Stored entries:
-.-.-
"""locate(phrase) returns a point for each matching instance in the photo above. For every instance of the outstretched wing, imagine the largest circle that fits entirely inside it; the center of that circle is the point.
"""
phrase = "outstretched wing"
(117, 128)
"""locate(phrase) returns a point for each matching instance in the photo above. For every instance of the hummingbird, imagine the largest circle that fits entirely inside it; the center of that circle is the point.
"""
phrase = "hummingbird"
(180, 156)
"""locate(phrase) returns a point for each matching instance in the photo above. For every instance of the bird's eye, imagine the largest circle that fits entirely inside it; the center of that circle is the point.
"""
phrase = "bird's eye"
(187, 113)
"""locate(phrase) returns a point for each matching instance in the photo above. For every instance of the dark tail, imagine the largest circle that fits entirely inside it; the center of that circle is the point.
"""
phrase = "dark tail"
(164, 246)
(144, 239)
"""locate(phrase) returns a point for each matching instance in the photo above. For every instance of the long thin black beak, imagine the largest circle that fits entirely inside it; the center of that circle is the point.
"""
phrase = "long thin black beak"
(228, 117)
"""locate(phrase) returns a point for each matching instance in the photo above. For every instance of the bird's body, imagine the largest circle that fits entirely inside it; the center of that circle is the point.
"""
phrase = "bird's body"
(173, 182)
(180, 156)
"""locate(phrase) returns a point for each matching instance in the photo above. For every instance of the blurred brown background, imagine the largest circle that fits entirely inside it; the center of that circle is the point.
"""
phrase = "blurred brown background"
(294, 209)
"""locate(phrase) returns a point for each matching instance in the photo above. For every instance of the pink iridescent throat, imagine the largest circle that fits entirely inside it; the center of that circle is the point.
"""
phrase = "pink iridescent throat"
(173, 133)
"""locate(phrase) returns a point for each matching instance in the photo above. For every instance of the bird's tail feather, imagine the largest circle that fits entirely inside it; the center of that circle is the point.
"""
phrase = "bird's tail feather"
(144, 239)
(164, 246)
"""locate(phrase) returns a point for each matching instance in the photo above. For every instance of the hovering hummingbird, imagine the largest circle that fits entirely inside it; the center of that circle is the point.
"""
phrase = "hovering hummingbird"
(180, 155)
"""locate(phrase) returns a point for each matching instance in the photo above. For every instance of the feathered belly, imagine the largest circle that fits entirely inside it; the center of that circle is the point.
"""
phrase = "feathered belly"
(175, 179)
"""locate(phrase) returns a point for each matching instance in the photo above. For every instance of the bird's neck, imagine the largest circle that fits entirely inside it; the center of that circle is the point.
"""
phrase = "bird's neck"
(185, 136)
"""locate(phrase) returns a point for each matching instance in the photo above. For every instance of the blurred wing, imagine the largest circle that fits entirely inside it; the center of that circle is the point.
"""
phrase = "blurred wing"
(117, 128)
-.-.-
CHALLENGE:
Output the complete data exactly as written.

ANSWER TO THIS EXERCISE:
"""locate(phrase) returns a point for each matching instance in the photo above. For every instance of the outstretched wing, imagine the largest circle that fits entirely inside it; the center of that circle is the point.
"""
phrase = "outstretched wing"
(117, 128)
"""locate(phrase) returns a point for each matching instance in the photo above. For every instance of the hummingbird, imagine the largest circle that fits entirely inside it; the center of that circle is the point.
"""
phrase = "hummingbird"
(180, 156)
"""locate(phrase) returns a point for each matching instance in the photo above. For every instance of the bird's eye, imagine the largest circle that fits entirely inside it; the center of that circle is the point.
"""
phrase = "bird's eye"
(187, 113)
"""locate(phrase) returns a point for each matching instance in the photo above. For every instance of the dark tail, imagine the largest circle that fits entirely inside it; the center of that circle is the point.
"""
phrase = "dark tail"
(164, 246)
(144, 239)
"""locate(phrase) returns a point for each matching instance in the photo above. For every instance of the long thin black beak, imagine the largest circle that fits entirely inside it; the center of that circle is the point.
"""
phrase = "long thin black beak"
(228, 117)
"""locate(phrase) returns a point for each matching instance in the photo above. For every instance of the bird's body, imagine the largest circle that fits entirely inside it; the center of that circle is the point.
"""
phrase = "bird's body"
(173, 182)
(180, 156)
"""locate(phrase) returns a point for each matching instance in the photo above. For every instance of the blurred brown background, imagine the largest circle that fits entirely inside it; the center of that circle is the point.
"""
phrase = "blurred brown background"
(294, 209)
"""locate(phrase) returns a point for each matching instance in the photo above. For every instance of the pink iridescent throat, imagine the largest circle that fits entirely inside it; the center of that circle is the point.
"""
phrase = "pink iridescent throat"
(173, 133)
"""locate(phrase) returns a point for each matching instance in the photo above. For every instance of the bird's tail feather, imagine the largest circle that fits entirely inside it; the center of that circle is the point.
"""
phrase = "bird's tail feather"
(144, 239)
(164, 246)
"""locate(phrase) returns a point for each matching instance in the photo above. For every instance of the hovering hummingbird, imagine the largest circle that fits entirely inside it; the center of that circle is the point.
"""
phrase = "hovering hummingbird"
(180, 155)
"""locate(phrase) returns a point for each matching instance in the photo above. For every instance of the feathered belly, imagine the largest circle that fits entirely inside it; the center of that circle is the point.
"""
phrase = "feathered belly"
(175, 179)
"""locate(phrase) returns a point for each matching instance in the photo above. For every instance of the bird's neck, imagine the largest circle that fits entirely inside it; the center of that circle is the point.
"""
phrase = "bird's neck"
(185, 136)
"""locate(phrase) returns a point for each matching instance in the photo above. For every instance of the blurred wing, imagine the largest circle that fits entirely inside it; the center of that circle is the point.
"""
phrase = "blurred wing"
(117, 128)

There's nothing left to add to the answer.